§ **RECORDS TO USE**
· · ·

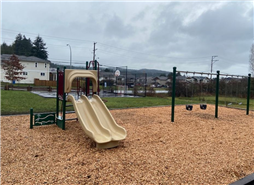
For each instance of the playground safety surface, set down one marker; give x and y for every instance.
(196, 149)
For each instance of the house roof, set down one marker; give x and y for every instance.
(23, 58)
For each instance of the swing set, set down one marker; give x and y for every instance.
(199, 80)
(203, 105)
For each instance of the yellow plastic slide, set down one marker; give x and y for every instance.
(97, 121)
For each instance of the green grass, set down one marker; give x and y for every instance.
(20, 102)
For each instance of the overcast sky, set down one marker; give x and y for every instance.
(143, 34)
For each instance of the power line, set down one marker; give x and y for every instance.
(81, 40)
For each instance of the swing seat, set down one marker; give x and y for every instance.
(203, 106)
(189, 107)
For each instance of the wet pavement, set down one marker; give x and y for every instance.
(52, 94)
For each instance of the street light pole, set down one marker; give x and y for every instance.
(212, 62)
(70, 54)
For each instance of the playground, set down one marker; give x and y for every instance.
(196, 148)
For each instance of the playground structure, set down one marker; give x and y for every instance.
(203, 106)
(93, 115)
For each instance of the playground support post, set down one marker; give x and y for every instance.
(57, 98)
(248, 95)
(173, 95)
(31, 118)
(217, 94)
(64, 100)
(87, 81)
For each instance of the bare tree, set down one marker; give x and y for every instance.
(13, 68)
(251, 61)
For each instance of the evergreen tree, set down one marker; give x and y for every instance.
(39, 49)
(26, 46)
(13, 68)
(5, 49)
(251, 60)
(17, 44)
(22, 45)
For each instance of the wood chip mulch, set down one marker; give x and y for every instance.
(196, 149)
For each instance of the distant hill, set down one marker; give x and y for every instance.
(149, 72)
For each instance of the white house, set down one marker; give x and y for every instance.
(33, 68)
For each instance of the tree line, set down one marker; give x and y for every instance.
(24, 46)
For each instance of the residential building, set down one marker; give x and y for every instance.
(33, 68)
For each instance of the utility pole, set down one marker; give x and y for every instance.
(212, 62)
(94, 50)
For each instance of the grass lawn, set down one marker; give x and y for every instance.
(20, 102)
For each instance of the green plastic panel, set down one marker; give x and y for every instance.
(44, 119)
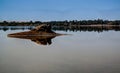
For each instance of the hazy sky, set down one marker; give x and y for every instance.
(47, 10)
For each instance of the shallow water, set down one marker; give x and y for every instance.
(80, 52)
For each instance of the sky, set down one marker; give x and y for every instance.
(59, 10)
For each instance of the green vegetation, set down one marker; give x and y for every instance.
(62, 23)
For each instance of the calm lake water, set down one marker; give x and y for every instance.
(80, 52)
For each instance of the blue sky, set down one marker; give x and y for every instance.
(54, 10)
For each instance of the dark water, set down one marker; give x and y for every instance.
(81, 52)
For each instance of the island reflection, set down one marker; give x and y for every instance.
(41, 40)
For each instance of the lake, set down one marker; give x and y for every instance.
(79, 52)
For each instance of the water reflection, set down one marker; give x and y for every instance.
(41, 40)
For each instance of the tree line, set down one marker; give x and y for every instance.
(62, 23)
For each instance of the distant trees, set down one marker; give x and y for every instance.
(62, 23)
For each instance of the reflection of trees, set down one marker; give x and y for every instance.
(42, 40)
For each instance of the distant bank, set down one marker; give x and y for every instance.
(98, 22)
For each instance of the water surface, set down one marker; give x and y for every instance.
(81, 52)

· · ·

§ **YOUR INSTRUCTIONS**
Could you repeat all of the entries exactly, without the pictures?

§ **TASK OUTPUT**
For each instance of the playground safety surface, set down one marker; give x and y for every instance.
(196, 149)
For each instance of the house roof, set down one marker; give x and y for every instance.
(23, 58)
For each instance of the swing set, set down one marker; give x and y for every instance.
(199, 80)
(203, 105)
For each instance of the yellow plastic slide, set down one marker; give x and y for every instance.
(97, 121)
For each instance of the green grass, set down one marker; give x and y for every instance.
(20, 102)
For each instance of the overcast sky, set down one marker; give x and y for every instance.
(143, 34)
For each instance of the power line, set down one marker; give x and y for every instance.
(81, 40)
For each instance of the swing seat, set down one marker; give x and y for every instance.
(203, 106)
(189, 107)
For each instance of the wet pavement, set down one marker; give x and y for every instance.
(52, 94)
For each instance of the street light pole, set down one marker; give x and y for every instance.
(212, 62)
(70, 54)
For each instance of the playground, set down one marker; give x and y for every instance.
(196, 148)
For each instance of the playground structure, set down one marker; give x and y for every instance.
(203, 106)
(93, 115)
For each instance of the playground support post, set down one marker; give x and y for every instance.
(57, 98)
(248, 95)
(173, 95)
(31, 118)
(217, 94)
(64, 100)
(87, 81)
For each instance of the bare tree, set down one marker; give x and y for every instance.
(13, 68)
(251, 61)
For each instance of the evergreen tree, set down one marker; give x and y for every instance.
(39, 49)
(26, 46)
(13, 68)
(5, 49)
(251, 60)
(17, 44)
(22, 45)
For each instance of the wood chip mulch, set down one marker; give x and y for every instance.
(196, 149)
For each instance of the distant hill, set down one marker; give x and y for every instance.
(149, 72)
For each instance of the white house, set down one marker; give x and y for every instance.
(33, 68)
For each instance of the tree line, set down one marker; give x and y for every instance.
(24, 46)
For each instance of the residential building, set down one marker; give x and y for every instance.
(33, 68)
For each instance of the utility pole, set down one marker; give x and y for every instance.
(212, 62)
(94, 50)
For each instance of the grass lawn, set down one marker; give x and y for every instance.
(20, 102)
For each instance of the green plastic panel, set down one marker; give x and y for every instance.
(44, 119)
For each instance of the hazy sky, set down one marker; give x and y for every instance.
(47, 10)
For each instance of the shallow water, set down one marker; give x and y for every instance.
(80, 52)
For each instance of the sky, set down one marker; give x and y for every instance.
(59, 10)
For each instance of the green vegetation, set down one marker; give x and y for every instance.
(62, 23)
For each instance of the calm lake water, set down one marker; give x and y for every instance.
(80, 52)
For each instance of the blue sky, set down one marker; give x and y for every instance.
(54, 10)
For each instance of the dark water, set down one marker; give x and y for every instance.
(81, 52)
For each instance of the island reflection, set down one marker; give x and y for every instance.
(41, 40)
For each instance of the lake, set down one marker; give x and y for every instance.
(79, 52)
For each instance of the water reflection, set down one marker; give x and y for every instance.
(41, 40)
For each instance of the tree line, set down one marker; give x and y for every instance.
(62, 23)
For each instance of the distant trees, set down one marker; give x and y for every instance.
(62, 23)
For each instance of the reflection of trees, set down one marker; give x and y for every instance.
(42, 40)
For each instance of the distant bank, set down one marker; give x and y for every instance.
(98, 22)
For each instance of the water surface, set down one marker; give x and y for every instance.
(81, 52)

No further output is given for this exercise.